[Recorded data]
------------------------------------

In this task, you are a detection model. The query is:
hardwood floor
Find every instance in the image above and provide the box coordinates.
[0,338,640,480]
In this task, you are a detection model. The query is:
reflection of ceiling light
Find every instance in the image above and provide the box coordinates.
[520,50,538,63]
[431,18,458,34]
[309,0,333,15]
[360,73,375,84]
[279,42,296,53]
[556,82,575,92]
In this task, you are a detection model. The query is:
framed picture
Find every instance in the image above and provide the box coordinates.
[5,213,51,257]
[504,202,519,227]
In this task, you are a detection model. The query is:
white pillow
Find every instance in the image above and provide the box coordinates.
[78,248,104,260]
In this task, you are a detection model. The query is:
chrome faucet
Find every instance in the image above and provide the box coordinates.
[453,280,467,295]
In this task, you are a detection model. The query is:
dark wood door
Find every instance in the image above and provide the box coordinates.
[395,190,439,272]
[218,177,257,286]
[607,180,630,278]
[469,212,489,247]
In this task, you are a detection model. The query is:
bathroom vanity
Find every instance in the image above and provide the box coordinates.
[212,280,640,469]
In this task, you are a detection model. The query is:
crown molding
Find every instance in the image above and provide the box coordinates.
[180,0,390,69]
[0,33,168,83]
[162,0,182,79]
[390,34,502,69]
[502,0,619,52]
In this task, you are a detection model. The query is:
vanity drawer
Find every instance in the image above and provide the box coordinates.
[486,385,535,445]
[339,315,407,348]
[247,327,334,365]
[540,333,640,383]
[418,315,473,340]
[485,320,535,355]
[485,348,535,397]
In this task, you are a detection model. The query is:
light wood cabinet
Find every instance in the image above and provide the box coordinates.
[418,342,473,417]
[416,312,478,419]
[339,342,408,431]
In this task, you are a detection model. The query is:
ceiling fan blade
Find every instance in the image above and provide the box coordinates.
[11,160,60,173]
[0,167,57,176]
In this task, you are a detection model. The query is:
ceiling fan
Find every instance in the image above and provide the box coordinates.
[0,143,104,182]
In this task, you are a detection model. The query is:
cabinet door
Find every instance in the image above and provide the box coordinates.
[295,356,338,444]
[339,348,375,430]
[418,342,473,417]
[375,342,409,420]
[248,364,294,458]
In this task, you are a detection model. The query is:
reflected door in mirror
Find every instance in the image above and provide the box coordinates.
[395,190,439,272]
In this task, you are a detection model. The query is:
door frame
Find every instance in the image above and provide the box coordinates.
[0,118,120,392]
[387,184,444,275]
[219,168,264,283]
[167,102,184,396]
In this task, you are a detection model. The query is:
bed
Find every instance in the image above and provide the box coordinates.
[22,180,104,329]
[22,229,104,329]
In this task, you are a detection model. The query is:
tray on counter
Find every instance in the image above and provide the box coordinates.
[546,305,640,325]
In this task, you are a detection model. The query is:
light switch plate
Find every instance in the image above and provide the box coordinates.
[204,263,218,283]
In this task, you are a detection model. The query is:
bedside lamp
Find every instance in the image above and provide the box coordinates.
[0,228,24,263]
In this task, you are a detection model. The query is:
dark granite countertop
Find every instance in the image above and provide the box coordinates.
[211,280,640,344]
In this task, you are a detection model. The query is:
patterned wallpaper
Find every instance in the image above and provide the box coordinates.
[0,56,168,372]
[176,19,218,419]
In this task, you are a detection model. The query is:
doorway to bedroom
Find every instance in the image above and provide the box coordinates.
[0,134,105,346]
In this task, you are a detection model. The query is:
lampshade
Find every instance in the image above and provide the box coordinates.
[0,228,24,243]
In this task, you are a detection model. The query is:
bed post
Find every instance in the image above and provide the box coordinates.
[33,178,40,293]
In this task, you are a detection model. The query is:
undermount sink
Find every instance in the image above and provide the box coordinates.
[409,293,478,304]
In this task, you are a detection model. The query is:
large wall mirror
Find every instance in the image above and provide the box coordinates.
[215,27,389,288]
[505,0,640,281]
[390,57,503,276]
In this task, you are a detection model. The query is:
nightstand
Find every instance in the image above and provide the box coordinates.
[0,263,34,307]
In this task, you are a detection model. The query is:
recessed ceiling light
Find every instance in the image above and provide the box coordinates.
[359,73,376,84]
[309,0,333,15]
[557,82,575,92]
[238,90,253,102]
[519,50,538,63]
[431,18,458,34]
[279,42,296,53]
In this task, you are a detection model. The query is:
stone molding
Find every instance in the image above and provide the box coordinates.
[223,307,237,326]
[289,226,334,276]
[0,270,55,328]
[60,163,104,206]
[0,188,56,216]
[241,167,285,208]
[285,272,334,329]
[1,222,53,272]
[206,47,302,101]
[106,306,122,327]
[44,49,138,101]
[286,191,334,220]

------------------------------------

#### [Challenge]
Rescale the rows starting at the top and ending at the line that contains "[453,280,467,295]": write each of those lines out again with its request unchanged, but multiply every box coordinate in the answers by 1.9 and round to whole numbers, with halves going up.

#### [Answer to this problem]
In this task, you are a detection model. The query is:
hardwood floor
Find every instance in the image above and provide the box coordinates.
[0,642,1216,912]
In this task, you are a detection model. The query is:
reflection of ceiling light
Find every instance in the image above and provide the box coordinates.
[988,95,1022,120]
[819,34,870,65]
[587,0,633,29]
[684,139,713,160]
[530,80,562,101]
[1056,156,1093,175]
In this task, you are a detection model. The query is:
framed picture
Find every instance in the image above and provide the box coordinates.
[10,405,97,488]
[958,384,986,431]
In this task, you are a detection model. The query is:
white pillow
Find every instance in the image above and provide the box coordinates.
[148,471,198,494]
In this task, you are a detection model. The query is:
chrome faucet
Find every instance in the image above and provide the box coordinates.
[861,532,887,561]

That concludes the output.